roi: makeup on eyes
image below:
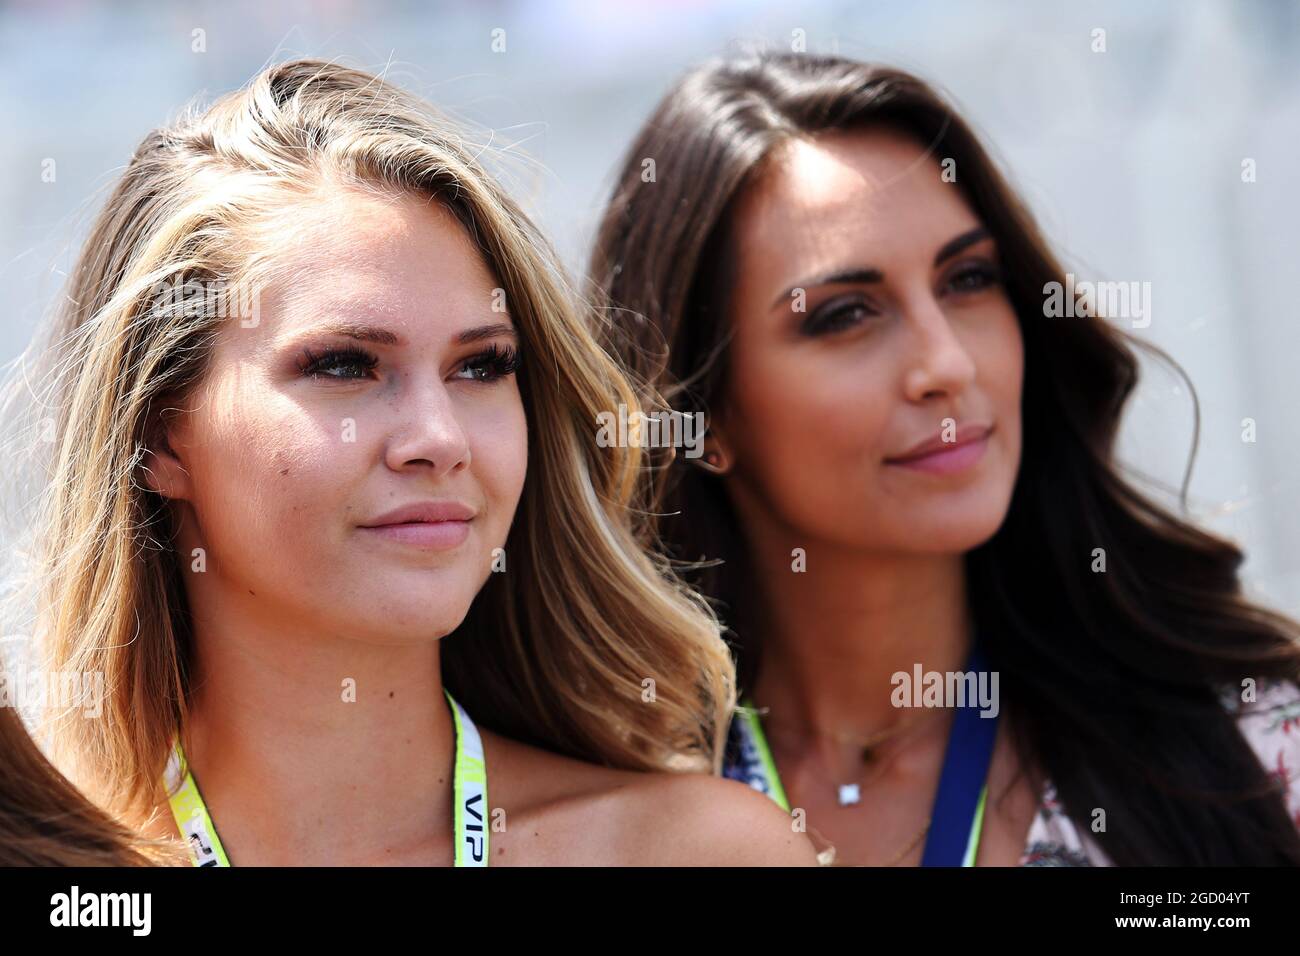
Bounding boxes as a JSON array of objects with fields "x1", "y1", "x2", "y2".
[
  {"x1": 799, "y1": 293, "x2": 879, "y2": 337},
  {"x1": 294, "y1": 341, "x2": 521, "y2": 382},
  {"x1": 794, "y1": 254, "x2": 1004, "y2": 338},
  {"x1": 939, "y1": 258, "x2": 1002, "y2": 296},
  {"x1": 453, "y1": 341, "x2": 522, "y2": 382},
  {"x1": 297, "y1": 344, "x2": 380, "y2": 379}
]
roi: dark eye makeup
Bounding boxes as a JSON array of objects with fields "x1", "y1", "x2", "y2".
[
  {"x1": 455, "y1": 342, "x2": 522, "y2": 382},
  {"x1": 797, "y1": 257, "x2": 1003, "y2": 338},
  {"x1": 800, "y1": 295, "x2": 879, "y2": 337},
  {"x1": 942, "y1": 260, "x2": 1002, "y2": 295},
  {"x1": 297, "y1": 345, "x2": 381, "y2": 380},
  {"x1": 296, "y1": 342, "x2": 522, "y2": 383}
]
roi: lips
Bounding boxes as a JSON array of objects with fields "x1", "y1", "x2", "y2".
[
  {"x1": 886, "y1": 423, "x2": 994, "y2": 464},
  {"x1": 359, "y1": 501, "x2": 476, "y2": 527},
  {"x1": 358, "y1": 500, "x2": 476, "y2": 550}
]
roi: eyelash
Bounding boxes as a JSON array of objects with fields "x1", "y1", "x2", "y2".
[
  {"x1": 945, "y1": 261, "x2": 1001, "y2": 295},
  {"x1": 458, "y1": 342, "x2": 522, "y2": 382},
  {"x1": 298, "y1": 346, "x2": 380, "y2": 380},
  {"x1": 297, "y1": 343, "x2": 522, "y2": 383},
  {"x1": 801, "y1": 261, "x2": 1002, "y2": 336}
]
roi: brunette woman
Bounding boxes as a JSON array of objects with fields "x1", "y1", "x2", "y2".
[{"x1": 589, "y1": 51, "x2": 1300, "y2": 866}]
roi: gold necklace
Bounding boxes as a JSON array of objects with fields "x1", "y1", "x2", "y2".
[
  {"x1": 804, "y1": 813, "x2": 931, "y2": 867},
  {"x1": 880, "y1": 819, "x2": 931, "y2": 866}
]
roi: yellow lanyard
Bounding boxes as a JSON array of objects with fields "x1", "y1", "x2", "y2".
[{"x1": 164, "y1": 688, "x2": 487, "y2": 866}]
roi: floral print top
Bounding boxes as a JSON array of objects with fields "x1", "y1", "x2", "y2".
[{"x1": 1018, "y1": 679, "x2": 1300, "y2": 865}]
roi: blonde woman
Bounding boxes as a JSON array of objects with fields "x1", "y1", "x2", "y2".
[{"x1": 9, "y1": 59, "x2": 816, "y2": 866}]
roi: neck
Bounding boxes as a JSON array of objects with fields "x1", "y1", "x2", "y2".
[
  {"x1": 180, "y1": 586, "x2": 456, "y2": 866},
  {"x1": 747, "y1": 534, "x2": 973, "y2": 750}
]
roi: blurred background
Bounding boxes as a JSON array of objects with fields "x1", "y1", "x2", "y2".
[{"x1": 2, "y1": 0, "x2": 1298, "y2": 610}]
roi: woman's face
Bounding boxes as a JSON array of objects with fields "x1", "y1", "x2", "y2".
[
  {"x1": 152, "y1": 188, "x2": 527, "y2": 643},
  {"x1": 714, "y1": 126, "x2": 1023, "y2": 555}
]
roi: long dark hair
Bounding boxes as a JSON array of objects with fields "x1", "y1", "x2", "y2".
[
  {"x1": 588, "y1": 50, "x2": 1300, "y2": 865},
  {"x1": 0, "y1": 682, "x2": 171, "y2": 865}
]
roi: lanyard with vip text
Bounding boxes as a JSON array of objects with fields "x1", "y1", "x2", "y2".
[
  {"x1": 165, "y1": 688, "x2": 488, "y2": 866},
  {"x1": 723, "y1": 648, "x2": 998, "y2": 866}
]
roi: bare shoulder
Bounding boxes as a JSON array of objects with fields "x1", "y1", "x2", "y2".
[
  {"x1": 606, "y1": 771, "x2": 821, "y2": 866},
  {"x1": 480, "y1": 728, "x2": 819, "y2": 866}
]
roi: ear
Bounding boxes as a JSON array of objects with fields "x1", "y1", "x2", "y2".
[
  {"x1": 694, "y1": 413, "x2": 734, "y2": 476},
  {"x1": 138, "y1": 397, "x2": 195, "y2": 502}
]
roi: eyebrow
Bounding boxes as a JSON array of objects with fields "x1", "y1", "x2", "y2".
[
  {"x1": 303, "y1": 320, "x2": 518, "y2": 346},
  {"x1": 453, "y1": 322, "x2": 519, "y2": 345},
  {"x1": 770, "y1": 226, "x2": 992, "y2": 308}
]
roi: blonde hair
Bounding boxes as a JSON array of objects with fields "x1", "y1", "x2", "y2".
[{"x1": 2, "y1": 59, "x2": 734, "y2": 823}]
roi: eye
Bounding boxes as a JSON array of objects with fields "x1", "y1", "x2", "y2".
[
  {"x1": 453, "y1": 343, "x2": 521, "y2": 383},
  {"x1": 801, "y1": 295, "x2": 878, "y2": 337},
  {"x1": 943, "y1": 261, "x2": 1001, "y2": 296},
  {"x1": 297, "y1": 346, "x2": 379, "y2": 381}
]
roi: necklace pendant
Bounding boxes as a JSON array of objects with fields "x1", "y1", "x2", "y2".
[{"x1": 837, "y1": 783, "x2": 861, "y2": 806}]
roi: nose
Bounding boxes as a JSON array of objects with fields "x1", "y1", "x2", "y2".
[
  {"x1": 384, "y1": 376, "x2": 471, "y2": 478},
  {"x1": 900, "y1": 294, "x2": 977, "y2": 403}
]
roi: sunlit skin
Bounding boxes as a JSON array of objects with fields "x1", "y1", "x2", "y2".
[
  {"x1": 140, "y1": 187, "x2": 818, "y2": 866},
  {"x1": 704, "y1": 127, "x2": 1039, "y2": 865}
]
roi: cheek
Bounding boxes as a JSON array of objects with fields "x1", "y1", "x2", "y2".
[
  {"x1": 184, "y1": 377, "x2": 352, "y2": 564},
  {"x1": 464, "y1": 394, "x2": 528, "y2": 538},
  {"x1": 975, "y1": 308, "x2": 1025, "y2": 458},
  {"x1": 733, "y1": 328, "x2": 892, "y2": 452},
  {"x1": 990, "y1": 310, "x2": 1025, "y2": 397},
  {"x1": 727, "y1": 335, "x2": 893, "y2": 527}
]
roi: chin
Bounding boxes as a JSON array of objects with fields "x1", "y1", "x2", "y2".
[
  {"x1": 897, "y1": 497, "x2": 1012, "y2": 554},
  {"x1": 341, "y1": 578, "x2": 480, "y2": 644},
  {"x1": 347, "y1": 610, "x2": 471, "y2": 646}
]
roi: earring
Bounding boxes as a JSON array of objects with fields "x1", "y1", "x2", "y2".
[{"x1": 695, "y1": 449, "x2": 730, "y2": 475}]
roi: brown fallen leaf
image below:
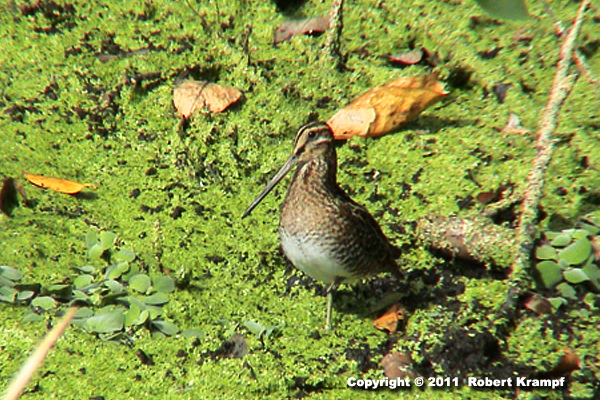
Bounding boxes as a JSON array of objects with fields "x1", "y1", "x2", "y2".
[
  {"x1": 327, "y1": 73, "x2": 448, "y2": 140},
  {"x1": 273, "y1": 15, "x2": 330, "y2": 44},
  {"x1": 381, "y1": 352, "x2": 420, "y2": 381},
  {"x1": 389, "y1": 49, "x2": 423, "y2": 65},
  {"x1": 373, "y1": 303, "x2": 406, "y2": 334},
  {"x1": 523, "y1": 293, "x2": 553, "y2": 315},
  {"x1": 476, "y1": 183, "x2": 511, "y2": 205},
  {"x1": 173, "y1": 80, "x2": 242, "y2": 118},
  {"x1": 492, "y1": 82, "x2": 512, "y2": 103},
  {"x1": 23, "y1": 172, "x2": 97, "y2": 194},
  {"x1": 550, "y1": 348, "x2": 580, "y2": 376}
]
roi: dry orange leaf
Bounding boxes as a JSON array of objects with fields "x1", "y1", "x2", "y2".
[
  {"x1": 550, "y1": 348, "x2": 581, "y2": 376},
  {"x1": 173, "y1": 79, "x2": 242, "y2": 118},
  {"x1": 327, "y1": 73, "x2": 448, "y2": 140},
  {"x1": 23, "y1": 172, "x2": 97, "y2": 194},
  {"x1": 373, "y1": 303, "x2": 406, "y2": 334}
]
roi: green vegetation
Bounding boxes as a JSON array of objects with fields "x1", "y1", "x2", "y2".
[
  {"x1": 535, "y1": 212, "x2": 600, "y2": 309},
  {"x1": 1, "y1": 231, "x2": 180, "y2": 340},
  {"x1": 1, "y1": 0, "x2": 599, "y2": 399}
]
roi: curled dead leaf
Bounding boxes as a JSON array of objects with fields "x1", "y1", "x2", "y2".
[
  {"x1": 381, "y1": 352, "x2": 420, "y2": 381},
  {"x1": 373, "y1": 303, "x2": 406, "y2": 334},
  {"x1": 523, "y1": 293, "x2": 553, "y2": 315},
  {"x1": 173, "y1": 79, "x2": 242, "y2": 118},
  {"x1": 273, "y1": 16, "x2": 330, "y2": 44},
  {"x1": 327, "y1": 73, "x2": 447, "y2": 140},
  {"x1": 389, "y1": 49, "x2": 423, "y2": 65},
  {"x1": 23, "y1": 172, "x2": 97, "y2": 194},
  {"x1": 550, "y1": 348, "x2": 580, "y2": 376}
]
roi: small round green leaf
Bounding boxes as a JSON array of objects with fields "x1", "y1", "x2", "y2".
[
  {"x1": 104, "y1": 279, "x2": 124, "y2": 294},
  {"x1": 152, "y1": 320, "x2": 179, "y2": 336},
  {"x1": 99, "y1": 231, "x2": 117, "y2": 250},
  {"x1": 579, "y1": 222, "x2": 600, "y2": 235},
  {"x1": 550, "y1": 232, "x2": 573, "y2": 247},
  {"x1": 85, "y1": 231, "x2": 98, "y2": 249},
  {"x1": 105, "y1": 263, "x2": 129, "y2": 280},
  {"x1": 127, "y1": 296, "x2": 147, "y2": 310},
  {"x1": 559, "y1": 238, "x2": 592, "y2": 265},
  {"x1": 121, "y1": 263, "x2": 140, "y2": 283},
  {"x1": 535, "y1": 245, "x2": 557, "y2": 260},
  {"x1": 536, "y1": 261, "x2": 563, "y2": 289},
  {"x1": 0, "y1": 266, "x2": 23, "y2": 281},
  {"x1": 548, "y1": 297, "x2": 567, "y2": 310},
  {"x1": 129, "y1": 274, "x2": 152, "y2": 293},
  {"x1": 125, "y1": 306, "x2": 143, "y2": 327},
  {"x1": 582, "y1": 263, "x2": 600, "y2": 291},
  {"x1": 572, "y1": 229, "x2": 591, "y2": 240},
  {"x1": 563, "y1": 268, "x2": 590, "y2": 284},
  {"x1": 153, "y1": 275, "x2": 175, "y2": 293},
  {"x1": 88, "y1": 243, "x2": 104, "y2": 259},
  {"x1": 556, "y1": 282, "x2": 577, "y2": 299},
  {"x1": 85, "y1": 309, "x2": 125, "y2": 333},
  {"x1": 0, "y1": 286, "x2": 17, "y2": 302},
  {"x1": 73, "y1": 307, "x2": 94, "y2": 319},
  {"x1": 146, "y1": 305, "x2": 164, "y2": 319},
  {"x1": 117, "y1": 262, "x2": 130, "y2": 274},
  {"x1": 22, "y1": 312, "x2": 44, "y2": 323},
  {"x1": 115, "y1": 249, "x2": 135, "y2": 263},
  {"x1": 17, "y1": 290, "x2": 35, "y2": 301},
  {"x1": 31, "y1": 296, "x2": 56, "y2": 310},
  {"x1": 74, "y1": 274, "x2": 95, "y2": 288},
  {"x1": 75, "y1": 265, "x2": 96, "y2": 274},
  {"x1": 143, "y1": 292, "x2": 169, "y2": 305},
  {"x1": 0, "y1": 276, "x2": 15, "y2": 288},
  {"x1": 243, "y1": 320, "x2": 265, "y2": 335}
]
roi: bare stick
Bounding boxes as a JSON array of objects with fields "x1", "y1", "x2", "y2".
[
  {"x1": 508, "y1": 0, "x2": 590, "y2": 290},
  {"x1": 3, "y1": 307, "x2": 78, "y2": 400},
  {"x1": 541, "y1": 0, "x2": 599, "y2": 94},
  {"x1": 324, "y1": 0, "x2": 344, "y2": 69}
]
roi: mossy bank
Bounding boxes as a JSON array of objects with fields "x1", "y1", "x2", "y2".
[{"x1": 1, "y1": 0, "x2": 599, "y2": 399}]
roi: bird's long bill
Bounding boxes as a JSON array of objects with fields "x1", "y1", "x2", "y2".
[{"x1": 242, "y1": 155, "x2": 297, "y2": 218}]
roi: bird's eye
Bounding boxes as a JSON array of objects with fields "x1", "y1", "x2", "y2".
[{"x1": 307, "y1": 130, "x2": 316, "y2": 139}]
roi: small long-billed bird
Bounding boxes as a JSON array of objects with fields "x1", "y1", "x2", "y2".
[{"x1": 243, "y1": 122, "x2": 402, "y2": 329}]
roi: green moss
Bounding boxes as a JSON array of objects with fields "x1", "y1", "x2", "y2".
[{"x1": 1, "y1": 0, "x2": 599, "y2": 398}]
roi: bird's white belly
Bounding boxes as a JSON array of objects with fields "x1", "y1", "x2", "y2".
[{"x1": 280, "y1": 231, "x2": 357, "y2": 284}]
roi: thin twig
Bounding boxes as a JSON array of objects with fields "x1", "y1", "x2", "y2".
[
  {"x1": 324, "y1": 0, "x2": 345, "y2": 69},
  {"x1": 3, "y1": 307, "x2": 78, "y2": 400},
  {"x1": 541, "y1": 0, "x2": 600, "y2": 94},
  {"x1": 573, "y1": 50, "x2": 600, "y2": 94},
  {"x1": 507, "y1": 0, "x2": 590, "y2": 295}
]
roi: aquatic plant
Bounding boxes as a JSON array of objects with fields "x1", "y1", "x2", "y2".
[{"x1": 2, "y1": 231, "x2": 180, "y2": 340}]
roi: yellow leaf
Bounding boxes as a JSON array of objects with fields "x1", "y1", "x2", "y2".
[{"x1": 23, "y1": 172, "x2": 97, "y2": 194}]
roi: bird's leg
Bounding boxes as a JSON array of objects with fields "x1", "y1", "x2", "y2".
[{"x1": 325, "y1": 277, "x2": 344, "y2": 330}]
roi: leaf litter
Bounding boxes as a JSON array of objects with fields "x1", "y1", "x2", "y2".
[{"x1": 327, "y1": 73, "x2": 448, "y2": 140}]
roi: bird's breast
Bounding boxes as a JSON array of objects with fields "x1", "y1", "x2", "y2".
[{"x1": 279, "y1": 226, "x2": 358, "y2": 284}]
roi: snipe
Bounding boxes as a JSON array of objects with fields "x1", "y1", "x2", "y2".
[{"x1": 243, "y1": 122, "x2": 402, "y2": 329}]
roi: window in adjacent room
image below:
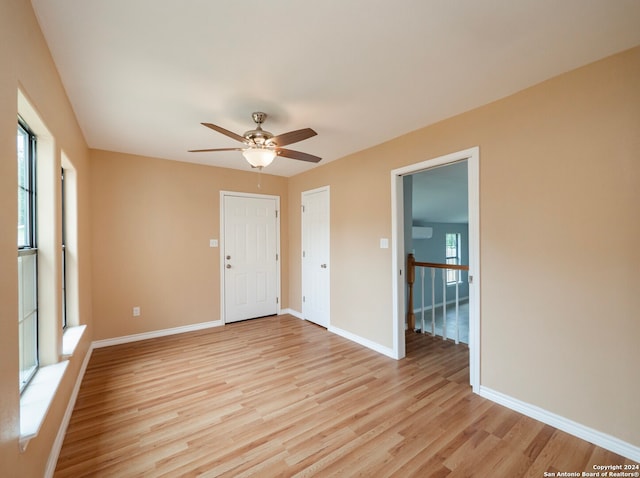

* **Work to be completed**
Gather each line of the listing that holds the string "bird".

* **Your solution**
roi: bird's long bill
roi: bird's eye
roi: small long-billed bird
roi: bird's white belly
roi: bird's leg
roi: bird's breast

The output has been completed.